_Work instruction:_
For this exercise, retype every record below exactly and keep the pictures out.

_Dataset excerpts:_
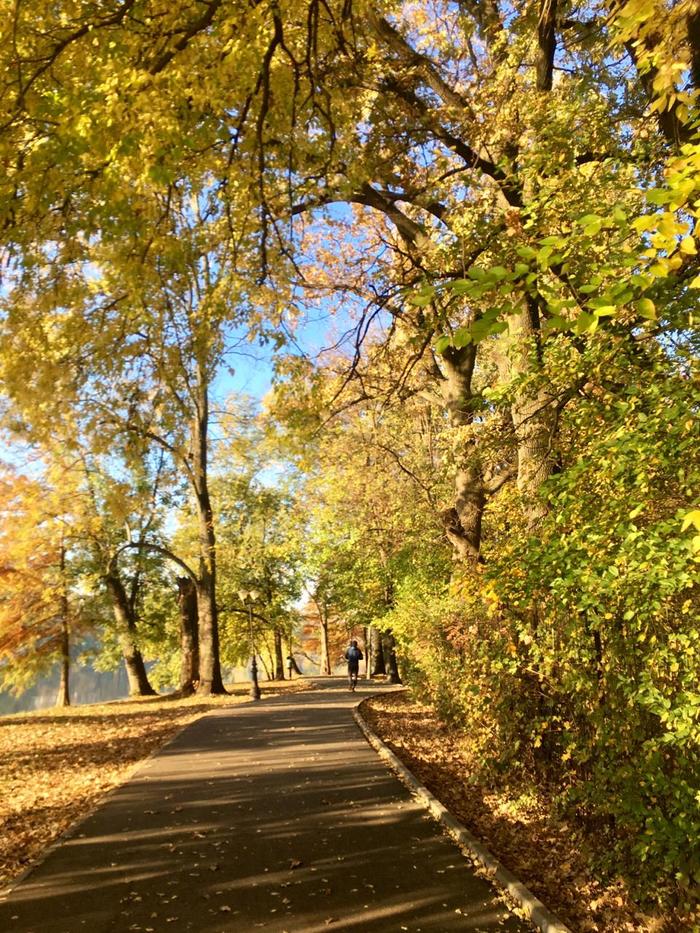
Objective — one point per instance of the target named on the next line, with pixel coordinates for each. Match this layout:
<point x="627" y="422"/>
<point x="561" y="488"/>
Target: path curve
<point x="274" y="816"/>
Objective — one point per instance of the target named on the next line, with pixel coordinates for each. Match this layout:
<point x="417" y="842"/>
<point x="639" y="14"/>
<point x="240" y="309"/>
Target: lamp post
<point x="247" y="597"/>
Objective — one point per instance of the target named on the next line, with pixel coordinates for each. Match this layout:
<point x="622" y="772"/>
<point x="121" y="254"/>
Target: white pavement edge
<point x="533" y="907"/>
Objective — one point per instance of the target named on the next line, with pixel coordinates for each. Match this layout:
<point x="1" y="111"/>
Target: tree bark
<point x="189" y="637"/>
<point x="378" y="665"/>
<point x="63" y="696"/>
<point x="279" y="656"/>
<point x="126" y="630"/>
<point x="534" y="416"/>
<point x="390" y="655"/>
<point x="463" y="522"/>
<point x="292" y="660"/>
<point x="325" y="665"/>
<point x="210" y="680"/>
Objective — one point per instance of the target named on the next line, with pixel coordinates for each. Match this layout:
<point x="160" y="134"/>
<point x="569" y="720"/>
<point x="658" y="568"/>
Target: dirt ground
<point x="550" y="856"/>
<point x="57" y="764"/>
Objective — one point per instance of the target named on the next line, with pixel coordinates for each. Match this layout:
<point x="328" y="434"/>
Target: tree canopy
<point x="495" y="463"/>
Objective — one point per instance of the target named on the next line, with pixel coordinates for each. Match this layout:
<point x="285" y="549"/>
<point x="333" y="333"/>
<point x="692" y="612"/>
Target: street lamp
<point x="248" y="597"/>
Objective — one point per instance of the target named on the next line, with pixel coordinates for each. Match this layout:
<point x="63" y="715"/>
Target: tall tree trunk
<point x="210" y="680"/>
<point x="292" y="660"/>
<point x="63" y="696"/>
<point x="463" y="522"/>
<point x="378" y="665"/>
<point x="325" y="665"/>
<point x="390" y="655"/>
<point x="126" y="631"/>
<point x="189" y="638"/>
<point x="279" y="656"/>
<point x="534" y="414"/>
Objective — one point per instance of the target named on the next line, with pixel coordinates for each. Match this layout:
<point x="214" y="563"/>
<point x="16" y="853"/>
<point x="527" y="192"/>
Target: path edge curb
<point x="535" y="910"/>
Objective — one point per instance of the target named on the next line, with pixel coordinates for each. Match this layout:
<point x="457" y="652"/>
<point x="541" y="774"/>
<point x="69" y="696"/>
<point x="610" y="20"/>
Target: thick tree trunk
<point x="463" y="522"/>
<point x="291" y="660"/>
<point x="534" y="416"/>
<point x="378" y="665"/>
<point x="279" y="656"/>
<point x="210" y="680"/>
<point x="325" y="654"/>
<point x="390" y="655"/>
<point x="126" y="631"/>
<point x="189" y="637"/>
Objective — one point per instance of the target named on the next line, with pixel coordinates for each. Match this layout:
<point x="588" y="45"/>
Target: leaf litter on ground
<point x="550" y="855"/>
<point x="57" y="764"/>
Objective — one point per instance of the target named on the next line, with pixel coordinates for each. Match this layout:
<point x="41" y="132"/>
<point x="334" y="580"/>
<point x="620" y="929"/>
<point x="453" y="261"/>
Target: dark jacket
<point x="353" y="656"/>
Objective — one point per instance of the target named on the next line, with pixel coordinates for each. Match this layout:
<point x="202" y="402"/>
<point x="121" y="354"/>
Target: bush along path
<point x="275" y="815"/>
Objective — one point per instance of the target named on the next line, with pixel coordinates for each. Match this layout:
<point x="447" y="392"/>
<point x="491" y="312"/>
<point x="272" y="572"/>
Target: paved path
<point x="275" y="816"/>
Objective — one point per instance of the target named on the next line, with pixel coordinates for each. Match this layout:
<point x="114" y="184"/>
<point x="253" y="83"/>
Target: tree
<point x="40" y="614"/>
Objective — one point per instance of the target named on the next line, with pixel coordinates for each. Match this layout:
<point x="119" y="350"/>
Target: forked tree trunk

_Result for this task:_
Objective — one point per instance of the target named on the next line, with pixel coordinates for each. Match this layout:
<point x="627" y="422"/>
<point x="561" y="488"/>
Target: path curve
<point x="274" y="816"/>
Objective — one point per instance of the target named on the next line, with pixel coordinates for each. Match this layout:
<point x="417" y="842"/>
<point x="639" y="14"/>
<point x="240" y="309"/>
Target: lamp post
<point x="247" y="597"/>
Objective — one point per instance of the target named on the next line, with pixel coordinates for each. Match this layout:
<point x="622" y="772"/>
<point x="121" y="254"/>
Target: white pavement edge
<point x="533" y="907"/>
Objective — one point per instance of the target named on the next line, with pixel coordinates for each. Match this layout:
<point x="1" y="111"/>
Target: tree bark
<point x="189" y="637"/>
<point x="378" y="665"/>
<point x="63" y="696"/>
<point x="279" y="656"/>
<point x="126" y="630"/>
<point x="534" y="416"/>
<point x="390" y="655"/>
<point x="463" y="522"/>
<point x="292" y="660"/>
<point x="325" y="665"/>
<point x="210" y="680"/>
Objective — one point per instance of the target named on the next line, with pixel coordinates for each. Match this layout:
<point x="160" y="134"/>
<point x="569" y="720"/>
<point x="658" y="568"/>
Target: dirt ground
<point x="550" y="856"/>
<point x="57" y="764"/>
Objective — one point per instance of the target named on the next line, with pixel coordinates for each. Match this layout:
<point x="328" y="434"/>
Target: tree canopy
<point x="495" y="463"/>
Objective — one point per instance of the target named on the next line, with pixel coordinates for each. Match this layout:
<point x="285" y="549"/>
<point x="333" y="333"/>
<point x="692" y="612"/>
Target: street lamp
<point x="248" y="597"/>
Objective — one point per instance of the target named on the next line, with pixel coordinates for each. Match this layout:
<point x="63" y="715"/>
Target: tall tree trunk
<point x="210" y="680"/>
<point x="292" y="660"/>
<point x="63" y="696"/>
<point x="463" y="522"/>
<point x="378" y="665"/>
<point x="325" y="665"/>
<point x="390" y="655"/>
<point x="126" y="631"/>
<point x="189" y="638"/>
<point x="279" y="656"/>
<point x="534" y="414"/>
Objective — one point per instance of the target named on the next line, with pixel coordinates for each. Match this layout:
<point x="214" y="563"/>
<point x="16" y="853"/>
<point x="527" y="192"/>
Target: path edge curb
<point x="535" y="910"/>
Objective — one point per instance of the target named on the next line, with pixel coordinates for each. Match this layout:
<point x="457" y="652"/>
<point x="541" y="774"/>
<point x="69" y="696"/>
<point x="610" y="20"/>
Target: thick tree trunk
<point x="463" y="522"/>
<point x="291" y="660"/>
<point x="534" y="416"/>
<point x="378" y="665"/>
<point x="279" y="656"/>
<point x="210" y="680"/>
<point x="325" y="654"/>
<point x="390" y="655"/>
<point x="126" y="631"/>
<point x="189" y="637"/>
Objective — one point per instance of the target named on the next line, with pixel coordinates for each. Match this layout:
<point x="588" y="45"/>
Target: leaf litter on ground
<point x="550" y="855"/>
<point x="57" y="764"/>
Objective — one point per instance of the target named on the next line, with pixel coordinates for each. Match this layout:
<point x="41" y="132"/>
<point x="334" y="580"/>
<point x="620" y="929"/>
<point x="453" y="261"/>
Target: dark jacket
<point x="353" y="656"/>
Objective — one point per instance of the target named on the next line, with pixel coordinates for each. Match this layout:
<point x="202" y="402"/>
<point x="121" y="354"/>
Target: bush along path
<point x="275" y="815"/>
Objective — one point per instance of the target named on the next line, with pixel coordinates for each. Match this layout:
<point x="447" y="392"/>
<point x="491" y="312"/>
<point x="272" y="572"/>
Target: paved path
<point x="275" y="816"/>
Objective — one point per instance of the target named on the next line, with pixel coordinates for each. Match this layout:
<point x="114" y="184"/>
<point x="253" y="83"/>
Target: tree
<point x="40" y="614"/>
Objective — one point per instance of the target named on the next line, with pixel coordinates for each. Match this layout:
<point x="119" y="350"/>
Target: forked tree trunk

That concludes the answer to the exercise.